*WORK TO COMPLETE*.
Could you copy out the material below line for line, from its first line up to and including the line containing "rough mask: <svg"?

Dataset entries
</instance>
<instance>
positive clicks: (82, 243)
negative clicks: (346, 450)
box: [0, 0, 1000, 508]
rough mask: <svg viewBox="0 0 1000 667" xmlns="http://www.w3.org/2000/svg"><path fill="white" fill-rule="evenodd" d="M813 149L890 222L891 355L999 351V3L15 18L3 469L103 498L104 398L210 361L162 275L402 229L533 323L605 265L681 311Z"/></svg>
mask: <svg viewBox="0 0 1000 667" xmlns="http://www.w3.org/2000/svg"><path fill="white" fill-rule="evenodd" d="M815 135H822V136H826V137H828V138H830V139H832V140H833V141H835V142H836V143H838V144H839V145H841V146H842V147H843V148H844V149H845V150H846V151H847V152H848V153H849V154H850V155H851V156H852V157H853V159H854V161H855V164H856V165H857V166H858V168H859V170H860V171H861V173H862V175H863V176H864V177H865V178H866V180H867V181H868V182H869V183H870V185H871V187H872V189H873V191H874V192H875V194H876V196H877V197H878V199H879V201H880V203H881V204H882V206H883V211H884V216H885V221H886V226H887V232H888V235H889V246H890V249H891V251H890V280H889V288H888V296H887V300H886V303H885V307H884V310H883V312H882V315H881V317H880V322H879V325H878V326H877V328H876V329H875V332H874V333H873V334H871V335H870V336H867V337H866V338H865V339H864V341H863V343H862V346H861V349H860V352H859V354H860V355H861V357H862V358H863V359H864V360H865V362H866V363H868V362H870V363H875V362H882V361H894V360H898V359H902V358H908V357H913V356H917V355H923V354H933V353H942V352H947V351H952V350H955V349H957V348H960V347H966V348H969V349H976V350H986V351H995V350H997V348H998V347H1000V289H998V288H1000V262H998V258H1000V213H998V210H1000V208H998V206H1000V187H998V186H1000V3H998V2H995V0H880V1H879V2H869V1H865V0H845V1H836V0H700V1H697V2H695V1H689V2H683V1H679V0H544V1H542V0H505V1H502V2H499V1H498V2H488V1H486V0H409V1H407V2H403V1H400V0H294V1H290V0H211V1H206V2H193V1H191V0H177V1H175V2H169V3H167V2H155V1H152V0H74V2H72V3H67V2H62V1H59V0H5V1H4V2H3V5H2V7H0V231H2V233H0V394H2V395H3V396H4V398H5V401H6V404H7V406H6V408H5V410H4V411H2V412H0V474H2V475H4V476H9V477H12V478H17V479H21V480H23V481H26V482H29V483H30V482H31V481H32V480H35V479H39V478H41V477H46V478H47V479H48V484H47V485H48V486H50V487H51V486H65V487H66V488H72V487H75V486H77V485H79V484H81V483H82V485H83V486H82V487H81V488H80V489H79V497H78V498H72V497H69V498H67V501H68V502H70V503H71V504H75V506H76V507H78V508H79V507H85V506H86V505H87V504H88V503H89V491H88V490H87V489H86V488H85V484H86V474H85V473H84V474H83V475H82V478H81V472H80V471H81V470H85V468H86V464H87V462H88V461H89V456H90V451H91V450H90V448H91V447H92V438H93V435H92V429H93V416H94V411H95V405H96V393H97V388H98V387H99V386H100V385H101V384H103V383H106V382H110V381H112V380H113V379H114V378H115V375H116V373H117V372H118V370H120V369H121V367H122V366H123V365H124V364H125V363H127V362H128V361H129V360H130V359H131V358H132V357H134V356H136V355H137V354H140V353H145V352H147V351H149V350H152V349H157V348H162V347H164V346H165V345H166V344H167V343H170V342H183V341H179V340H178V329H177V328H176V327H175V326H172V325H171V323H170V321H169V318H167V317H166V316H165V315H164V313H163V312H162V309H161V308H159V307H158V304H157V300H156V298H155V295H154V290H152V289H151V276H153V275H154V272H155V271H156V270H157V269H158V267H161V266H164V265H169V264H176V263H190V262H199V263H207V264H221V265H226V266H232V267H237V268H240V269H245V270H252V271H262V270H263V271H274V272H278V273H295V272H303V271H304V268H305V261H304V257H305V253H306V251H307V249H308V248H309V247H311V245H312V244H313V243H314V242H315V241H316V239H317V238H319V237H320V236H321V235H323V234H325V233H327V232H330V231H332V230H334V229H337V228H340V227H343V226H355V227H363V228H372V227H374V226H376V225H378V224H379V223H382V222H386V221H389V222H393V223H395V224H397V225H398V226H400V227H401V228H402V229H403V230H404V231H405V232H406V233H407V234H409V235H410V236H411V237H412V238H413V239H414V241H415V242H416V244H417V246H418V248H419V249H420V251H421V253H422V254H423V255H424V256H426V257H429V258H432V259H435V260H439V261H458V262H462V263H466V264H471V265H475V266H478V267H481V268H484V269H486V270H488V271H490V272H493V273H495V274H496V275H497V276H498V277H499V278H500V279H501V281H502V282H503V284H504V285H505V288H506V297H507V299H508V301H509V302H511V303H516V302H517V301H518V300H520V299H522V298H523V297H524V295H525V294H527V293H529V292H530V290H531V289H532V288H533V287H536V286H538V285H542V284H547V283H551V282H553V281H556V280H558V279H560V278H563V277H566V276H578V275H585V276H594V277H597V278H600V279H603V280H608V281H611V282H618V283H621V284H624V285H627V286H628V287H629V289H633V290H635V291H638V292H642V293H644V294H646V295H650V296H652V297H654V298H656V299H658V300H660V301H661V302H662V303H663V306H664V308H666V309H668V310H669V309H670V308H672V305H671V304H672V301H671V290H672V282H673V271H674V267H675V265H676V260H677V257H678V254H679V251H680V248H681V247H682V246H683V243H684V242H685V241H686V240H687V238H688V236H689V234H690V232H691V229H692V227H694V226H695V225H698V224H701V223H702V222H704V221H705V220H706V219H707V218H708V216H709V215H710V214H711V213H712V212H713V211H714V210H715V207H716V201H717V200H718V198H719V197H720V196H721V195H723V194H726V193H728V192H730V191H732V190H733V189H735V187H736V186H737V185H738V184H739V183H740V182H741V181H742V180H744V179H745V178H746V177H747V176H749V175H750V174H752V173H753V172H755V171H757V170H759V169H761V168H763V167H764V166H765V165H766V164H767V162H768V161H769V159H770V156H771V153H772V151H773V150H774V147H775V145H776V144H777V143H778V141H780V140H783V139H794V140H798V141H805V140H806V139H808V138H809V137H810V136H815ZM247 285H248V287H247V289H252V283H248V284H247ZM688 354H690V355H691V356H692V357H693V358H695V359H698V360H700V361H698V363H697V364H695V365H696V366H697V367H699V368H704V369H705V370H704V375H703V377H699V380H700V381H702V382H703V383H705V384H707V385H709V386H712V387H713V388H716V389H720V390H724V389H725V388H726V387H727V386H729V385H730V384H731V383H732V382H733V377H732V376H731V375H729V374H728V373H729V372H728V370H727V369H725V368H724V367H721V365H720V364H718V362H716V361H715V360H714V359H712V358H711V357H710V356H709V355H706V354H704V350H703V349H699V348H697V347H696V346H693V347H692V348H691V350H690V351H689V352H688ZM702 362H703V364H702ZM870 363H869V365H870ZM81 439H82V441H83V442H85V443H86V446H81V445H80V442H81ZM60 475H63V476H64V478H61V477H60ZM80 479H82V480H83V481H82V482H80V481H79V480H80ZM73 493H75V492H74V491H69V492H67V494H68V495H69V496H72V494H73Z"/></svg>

*SOLUTION FOR THIS EXERCISE*.
</instance>
<instance>
positive clicks: (82, 243)
negative clicks: (346, 450)
box: [0, 0, 1000, 508]
rough mask: <svg viewBox="0 0 1000 667" xmlns="http://www.w3.org/2000/svg"><path fill="white" fill-rule="evenodd" d="M813 149L890 222L891 355L999 351V3L15 18L3 469L103 498L104 398L210 361L162 275L402 229L533 323L605 265L681 311Z"/></svg>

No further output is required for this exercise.